Requirement
Can you rewrite the passage of the article on Harris's Senate tie-breaking record that opens with "The Senate, narrowly" and closes with "when they arise.", replacing "narrowly" with "closely"?

Top of Text segment

By Nate Raymond
(Reuters) – Kamala Harris on Tuesday set the record for breaking the most ties in the Senate by a U.S. vice president as she cast a vote to confirm President Joe Biden’s nominee Loren AliKhan to become the first South Asian woman judge on the federal district court in Washington.
The Senate, narrowly controlled by Biden’s fellow Democrats, confirmed the District of Columbia Court of Appeals judge to a seat on the federal bench in the U.S. capital by a margin of 51-50 after Harris, a former senator from California, cast the tie-breaking vote. As vice president, Harris is also the Senate’s president and breaks ties when they arise.
As they have with many Biden judicial nominees, Republicans opposed AliKhan, citing stances she previously took as a District of Columbia government official. Senator Joe Manchin, a moderate Democrat, voted with the Republicans, necessitating the Harris tie-breaking vote.

Bottom of Text segment
Top of Data listing

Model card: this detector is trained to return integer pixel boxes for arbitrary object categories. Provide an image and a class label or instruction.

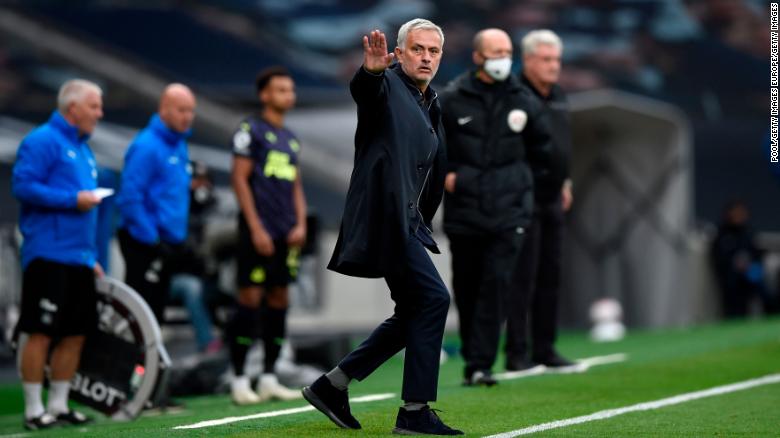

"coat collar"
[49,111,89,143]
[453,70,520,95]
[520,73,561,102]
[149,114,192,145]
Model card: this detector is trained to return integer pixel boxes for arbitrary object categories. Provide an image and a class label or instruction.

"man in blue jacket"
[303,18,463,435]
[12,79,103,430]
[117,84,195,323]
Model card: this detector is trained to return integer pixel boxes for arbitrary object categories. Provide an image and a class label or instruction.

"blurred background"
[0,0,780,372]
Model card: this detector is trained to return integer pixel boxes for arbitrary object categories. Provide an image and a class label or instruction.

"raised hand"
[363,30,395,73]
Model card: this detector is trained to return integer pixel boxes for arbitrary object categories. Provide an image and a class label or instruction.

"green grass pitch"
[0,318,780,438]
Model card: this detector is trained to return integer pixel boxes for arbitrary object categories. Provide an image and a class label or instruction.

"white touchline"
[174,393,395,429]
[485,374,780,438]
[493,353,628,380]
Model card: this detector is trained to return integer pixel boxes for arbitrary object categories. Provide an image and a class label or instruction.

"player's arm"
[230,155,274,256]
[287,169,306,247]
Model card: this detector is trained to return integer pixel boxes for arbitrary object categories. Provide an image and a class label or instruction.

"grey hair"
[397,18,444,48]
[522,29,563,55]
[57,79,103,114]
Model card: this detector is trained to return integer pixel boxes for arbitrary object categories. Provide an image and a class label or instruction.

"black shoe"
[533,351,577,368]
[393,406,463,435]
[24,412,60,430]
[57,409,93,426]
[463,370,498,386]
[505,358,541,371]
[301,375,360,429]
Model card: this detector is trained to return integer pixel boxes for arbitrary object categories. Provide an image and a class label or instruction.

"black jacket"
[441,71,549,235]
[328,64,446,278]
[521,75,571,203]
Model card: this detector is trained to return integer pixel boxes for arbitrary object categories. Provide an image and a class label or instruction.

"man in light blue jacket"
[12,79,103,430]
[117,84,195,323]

Bottom of Data listing

Answer area
The Senate, closely controlled by Biden’s fellow Democrats, confirmed the District of Columbia Court of Appeals judge to a seat on the federal bench in the U.S. capital by a margin of 51-50 after Harris, a former senator from California, cast the tie-breaking vote. As vice president, Harris is also the Senate’s president and breaks ties when they arise.